> **WORK TO COMPLETE**
Read through the lines below and copy the ones holding the string "pavement".

○ ○ ○

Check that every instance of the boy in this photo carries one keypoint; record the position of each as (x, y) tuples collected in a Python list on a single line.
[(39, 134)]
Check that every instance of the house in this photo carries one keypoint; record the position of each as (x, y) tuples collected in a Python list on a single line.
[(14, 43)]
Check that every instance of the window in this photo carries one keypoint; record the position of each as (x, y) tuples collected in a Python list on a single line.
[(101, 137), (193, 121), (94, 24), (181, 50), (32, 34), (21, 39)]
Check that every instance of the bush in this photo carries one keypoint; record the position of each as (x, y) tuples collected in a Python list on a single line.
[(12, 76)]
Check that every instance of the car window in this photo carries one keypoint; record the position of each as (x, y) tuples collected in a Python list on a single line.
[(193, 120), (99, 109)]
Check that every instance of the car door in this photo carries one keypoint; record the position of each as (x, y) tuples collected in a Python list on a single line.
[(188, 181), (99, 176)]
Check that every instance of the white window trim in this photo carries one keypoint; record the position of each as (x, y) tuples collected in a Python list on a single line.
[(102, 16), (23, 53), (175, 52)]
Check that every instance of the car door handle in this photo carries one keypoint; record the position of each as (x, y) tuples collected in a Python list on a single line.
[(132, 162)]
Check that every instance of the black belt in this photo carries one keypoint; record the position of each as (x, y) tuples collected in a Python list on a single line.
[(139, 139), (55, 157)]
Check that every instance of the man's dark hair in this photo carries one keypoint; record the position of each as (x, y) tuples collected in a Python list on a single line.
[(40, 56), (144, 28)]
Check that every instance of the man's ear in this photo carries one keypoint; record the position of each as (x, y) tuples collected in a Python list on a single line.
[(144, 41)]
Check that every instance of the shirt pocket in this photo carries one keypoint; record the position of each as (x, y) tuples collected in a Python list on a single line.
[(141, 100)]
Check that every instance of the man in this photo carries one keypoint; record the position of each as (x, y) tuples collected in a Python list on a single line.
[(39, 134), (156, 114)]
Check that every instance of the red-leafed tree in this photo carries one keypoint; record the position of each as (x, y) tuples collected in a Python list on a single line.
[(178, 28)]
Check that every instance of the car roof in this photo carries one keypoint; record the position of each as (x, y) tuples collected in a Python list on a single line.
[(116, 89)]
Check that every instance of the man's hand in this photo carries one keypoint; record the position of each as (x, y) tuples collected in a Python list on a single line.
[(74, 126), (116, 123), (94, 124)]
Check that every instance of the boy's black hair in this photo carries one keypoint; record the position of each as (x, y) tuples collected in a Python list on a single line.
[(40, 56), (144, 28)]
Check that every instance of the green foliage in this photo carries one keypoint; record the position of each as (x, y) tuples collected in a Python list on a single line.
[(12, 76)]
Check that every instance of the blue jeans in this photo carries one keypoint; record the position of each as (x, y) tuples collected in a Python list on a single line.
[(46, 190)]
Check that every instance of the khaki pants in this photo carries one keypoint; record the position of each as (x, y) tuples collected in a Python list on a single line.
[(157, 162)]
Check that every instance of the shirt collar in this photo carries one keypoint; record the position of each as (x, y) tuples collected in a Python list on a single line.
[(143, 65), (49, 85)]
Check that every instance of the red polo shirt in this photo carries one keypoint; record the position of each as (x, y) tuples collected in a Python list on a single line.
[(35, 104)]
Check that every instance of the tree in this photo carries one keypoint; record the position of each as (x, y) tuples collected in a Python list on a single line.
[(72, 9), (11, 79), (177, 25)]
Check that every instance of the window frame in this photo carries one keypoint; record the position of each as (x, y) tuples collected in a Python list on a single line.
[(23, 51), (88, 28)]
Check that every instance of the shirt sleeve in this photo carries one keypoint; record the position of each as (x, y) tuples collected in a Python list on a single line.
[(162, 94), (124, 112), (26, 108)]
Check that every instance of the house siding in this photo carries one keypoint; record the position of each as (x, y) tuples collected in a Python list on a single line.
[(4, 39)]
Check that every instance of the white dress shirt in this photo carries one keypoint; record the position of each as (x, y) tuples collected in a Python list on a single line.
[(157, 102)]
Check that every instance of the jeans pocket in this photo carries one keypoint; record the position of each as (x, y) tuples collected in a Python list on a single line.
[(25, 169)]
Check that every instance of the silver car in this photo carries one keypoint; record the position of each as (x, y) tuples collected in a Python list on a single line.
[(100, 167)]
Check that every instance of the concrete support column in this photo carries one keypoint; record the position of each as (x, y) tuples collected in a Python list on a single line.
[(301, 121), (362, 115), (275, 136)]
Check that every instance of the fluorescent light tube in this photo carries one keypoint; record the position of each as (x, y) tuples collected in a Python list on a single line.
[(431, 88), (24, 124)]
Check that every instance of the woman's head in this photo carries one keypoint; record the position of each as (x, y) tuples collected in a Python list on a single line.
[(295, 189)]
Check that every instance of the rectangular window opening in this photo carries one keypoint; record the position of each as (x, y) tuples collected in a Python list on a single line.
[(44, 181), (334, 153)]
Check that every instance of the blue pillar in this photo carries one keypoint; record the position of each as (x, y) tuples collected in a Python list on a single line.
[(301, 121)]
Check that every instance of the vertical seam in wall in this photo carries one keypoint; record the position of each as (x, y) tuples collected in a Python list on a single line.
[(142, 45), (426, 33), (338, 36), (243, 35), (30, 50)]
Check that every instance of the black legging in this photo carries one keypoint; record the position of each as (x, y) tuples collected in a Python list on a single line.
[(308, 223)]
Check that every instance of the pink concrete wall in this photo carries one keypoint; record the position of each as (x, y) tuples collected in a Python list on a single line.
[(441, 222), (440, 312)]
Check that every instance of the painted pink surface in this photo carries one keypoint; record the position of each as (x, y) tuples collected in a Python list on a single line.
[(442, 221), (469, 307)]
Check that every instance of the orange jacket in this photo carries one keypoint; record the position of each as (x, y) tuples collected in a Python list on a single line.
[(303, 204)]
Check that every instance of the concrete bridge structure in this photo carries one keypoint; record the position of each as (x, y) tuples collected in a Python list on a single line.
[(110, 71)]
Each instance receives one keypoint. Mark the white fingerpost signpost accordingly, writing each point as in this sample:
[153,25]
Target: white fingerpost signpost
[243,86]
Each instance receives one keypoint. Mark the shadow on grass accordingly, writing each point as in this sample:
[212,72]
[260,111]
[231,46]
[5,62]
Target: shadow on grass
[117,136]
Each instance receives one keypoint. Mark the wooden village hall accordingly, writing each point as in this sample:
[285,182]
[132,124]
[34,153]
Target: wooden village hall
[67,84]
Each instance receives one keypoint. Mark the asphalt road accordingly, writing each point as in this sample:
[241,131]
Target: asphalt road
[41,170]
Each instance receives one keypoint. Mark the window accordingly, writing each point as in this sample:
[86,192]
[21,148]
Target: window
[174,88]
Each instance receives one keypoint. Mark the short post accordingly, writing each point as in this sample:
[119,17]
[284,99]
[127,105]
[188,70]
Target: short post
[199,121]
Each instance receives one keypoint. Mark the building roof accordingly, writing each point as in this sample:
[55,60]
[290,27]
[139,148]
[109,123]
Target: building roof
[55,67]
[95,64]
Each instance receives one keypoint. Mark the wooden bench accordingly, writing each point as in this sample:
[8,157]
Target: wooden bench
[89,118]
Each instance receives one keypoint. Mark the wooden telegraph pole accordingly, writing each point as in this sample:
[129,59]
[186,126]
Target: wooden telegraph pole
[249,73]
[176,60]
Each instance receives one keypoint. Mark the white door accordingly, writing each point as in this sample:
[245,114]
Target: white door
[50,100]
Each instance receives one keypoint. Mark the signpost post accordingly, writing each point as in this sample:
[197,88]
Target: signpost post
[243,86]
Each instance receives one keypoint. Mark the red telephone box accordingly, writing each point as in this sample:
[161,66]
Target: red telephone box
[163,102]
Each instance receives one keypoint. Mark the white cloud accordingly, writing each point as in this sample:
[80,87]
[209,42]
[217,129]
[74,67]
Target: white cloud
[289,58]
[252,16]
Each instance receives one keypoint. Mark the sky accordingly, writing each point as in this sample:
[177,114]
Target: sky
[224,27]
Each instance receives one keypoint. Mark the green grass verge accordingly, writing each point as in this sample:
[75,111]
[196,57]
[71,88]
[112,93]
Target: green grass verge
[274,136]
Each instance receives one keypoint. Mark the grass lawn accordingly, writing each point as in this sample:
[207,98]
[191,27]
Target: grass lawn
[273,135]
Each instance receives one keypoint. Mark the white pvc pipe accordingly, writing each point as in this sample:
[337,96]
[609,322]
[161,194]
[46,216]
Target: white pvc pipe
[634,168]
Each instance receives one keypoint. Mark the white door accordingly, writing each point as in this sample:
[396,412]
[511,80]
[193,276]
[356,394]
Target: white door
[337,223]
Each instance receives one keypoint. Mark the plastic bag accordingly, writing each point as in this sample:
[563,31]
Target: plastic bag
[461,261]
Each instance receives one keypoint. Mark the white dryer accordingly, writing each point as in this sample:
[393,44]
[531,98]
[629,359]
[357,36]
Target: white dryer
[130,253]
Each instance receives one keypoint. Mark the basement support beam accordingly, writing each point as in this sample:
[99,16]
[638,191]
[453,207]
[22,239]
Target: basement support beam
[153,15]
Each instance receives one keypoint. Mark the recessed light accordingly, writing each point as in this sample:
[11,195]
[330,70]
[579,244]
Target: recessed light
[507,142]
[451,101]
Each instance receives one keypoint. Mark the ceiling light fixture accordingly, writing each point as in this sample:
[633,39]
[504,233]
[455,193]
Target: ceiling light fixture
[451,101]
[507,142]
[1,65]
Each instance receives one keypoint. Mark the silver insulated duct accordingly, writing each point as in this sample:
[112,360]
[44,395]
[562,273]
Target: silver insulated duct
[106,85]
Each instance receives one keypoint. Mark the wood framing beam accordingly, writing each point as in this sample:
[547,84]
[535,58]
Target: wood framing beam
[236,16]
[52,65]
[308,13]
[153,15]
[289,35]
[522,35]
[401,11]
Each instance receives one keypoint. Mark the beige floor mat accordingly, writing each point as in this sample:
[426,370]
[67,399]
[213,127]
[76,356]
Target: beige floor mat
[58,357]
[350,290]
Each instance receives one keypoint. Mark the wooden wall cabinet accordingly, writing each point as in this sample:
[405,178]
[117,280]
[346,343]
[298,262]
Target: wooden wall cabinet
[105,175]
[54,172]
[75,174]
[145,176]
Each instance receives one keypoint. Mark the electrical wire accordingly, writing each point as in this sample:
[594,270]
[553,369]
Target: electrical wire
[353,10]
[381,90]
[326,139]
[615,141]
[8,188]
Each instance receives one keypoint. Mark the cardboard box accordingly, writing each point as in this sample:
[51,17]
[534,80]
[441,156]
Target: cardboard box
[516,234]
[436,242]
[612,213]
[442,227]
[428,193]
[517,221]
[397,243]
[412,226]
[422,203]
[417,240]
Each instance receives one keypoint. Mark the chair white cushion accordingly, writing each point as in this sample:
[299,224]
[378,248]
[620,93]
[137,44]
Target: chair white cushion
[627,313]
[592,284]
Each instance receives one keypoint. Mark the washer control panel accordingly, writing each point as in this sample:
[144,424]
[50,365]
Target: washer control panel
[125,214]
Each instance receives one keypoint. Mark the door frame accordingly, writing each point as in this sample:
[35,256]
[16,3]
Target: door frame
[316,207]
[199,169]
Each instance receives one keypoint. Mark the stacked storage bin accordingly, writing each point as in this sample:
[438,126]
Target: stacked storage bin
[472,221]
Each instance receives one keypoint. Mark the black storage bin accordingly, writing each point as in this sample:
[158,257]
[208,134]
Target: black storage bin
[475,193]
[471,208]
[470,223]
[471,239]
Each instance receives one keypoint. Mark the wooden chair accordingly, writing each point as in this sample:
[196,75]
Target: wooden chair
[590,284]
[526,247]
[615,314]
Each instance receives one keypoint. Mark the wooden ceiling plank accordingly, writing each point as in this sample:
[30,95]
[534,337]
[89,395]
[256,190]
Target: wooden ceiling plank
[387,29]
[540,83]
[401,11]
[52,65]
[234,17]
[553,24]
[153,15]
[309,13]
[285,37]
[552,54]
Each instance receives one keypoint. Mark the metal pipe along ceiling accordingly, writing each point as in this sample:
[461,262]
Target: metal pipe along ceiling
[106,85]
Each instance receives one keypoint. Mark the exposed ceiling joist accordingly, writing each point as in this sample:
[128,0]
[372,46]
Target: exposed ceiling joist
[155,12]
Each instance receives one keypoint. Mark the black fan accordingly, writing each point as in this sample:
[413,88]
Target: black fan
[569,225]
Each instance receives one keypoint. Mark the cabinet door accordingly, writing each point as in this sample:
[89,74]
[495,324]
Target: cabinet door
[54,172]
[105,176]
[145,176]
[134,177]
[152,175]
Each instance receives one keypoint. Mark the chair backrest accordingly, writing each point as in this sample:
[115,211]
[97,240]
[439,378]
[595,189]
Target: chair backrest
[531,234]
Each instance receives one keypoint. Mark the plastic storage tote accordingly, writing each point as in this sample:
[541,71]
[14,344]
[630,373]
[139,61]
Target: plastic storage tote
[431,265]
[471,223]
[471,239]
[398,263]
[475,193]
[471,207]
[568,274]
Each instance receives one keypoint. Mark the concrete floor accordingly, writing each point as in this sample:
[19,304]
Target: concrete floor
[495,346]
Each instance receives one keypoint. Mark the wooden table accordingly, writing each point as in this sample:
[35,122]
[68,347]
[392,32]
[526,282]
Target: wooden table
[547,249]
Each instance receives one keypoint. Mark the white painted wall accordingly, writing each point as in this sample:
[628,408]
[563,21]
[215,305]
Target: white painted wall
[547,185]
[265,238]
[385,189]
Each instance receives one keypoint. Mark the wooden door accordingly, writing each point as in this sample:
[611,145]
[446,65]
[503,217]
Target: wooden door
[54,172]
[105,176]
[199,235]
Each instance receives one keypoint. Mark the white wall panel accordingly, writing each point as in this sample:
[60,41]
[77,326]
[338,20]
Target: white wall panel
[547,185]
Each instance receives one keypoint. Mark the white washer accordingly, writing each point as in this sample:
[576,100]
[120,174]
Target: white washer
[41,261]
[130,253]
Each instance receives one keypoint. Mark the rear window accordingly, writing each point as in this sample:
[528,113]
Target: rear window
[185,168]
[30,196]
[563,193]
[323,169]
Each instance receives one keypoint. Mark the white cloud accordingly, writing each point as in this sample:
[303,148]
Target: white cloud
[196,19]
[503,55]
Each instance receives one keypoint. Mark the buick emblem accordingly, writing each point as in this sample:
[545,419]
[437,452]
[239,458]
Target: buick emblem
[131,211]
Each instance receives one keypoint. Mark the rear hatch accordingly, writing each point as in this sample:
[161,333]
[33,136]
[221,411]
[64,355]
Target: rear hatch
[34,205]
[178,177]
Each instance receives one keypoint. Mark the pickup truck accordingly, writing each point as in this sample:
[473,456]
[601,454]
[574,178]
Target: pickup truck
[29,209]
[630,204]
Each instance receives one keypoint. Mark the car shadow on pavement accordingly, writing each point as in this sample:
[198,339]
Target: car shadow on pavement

○ ○ ○

> **OUTPUT FOR THIS EXERCISE**
Each instance receives one keypoint. Mark the car shadow on pavement accordingly, writing each point as in this sample:
Target: car shadow on pavement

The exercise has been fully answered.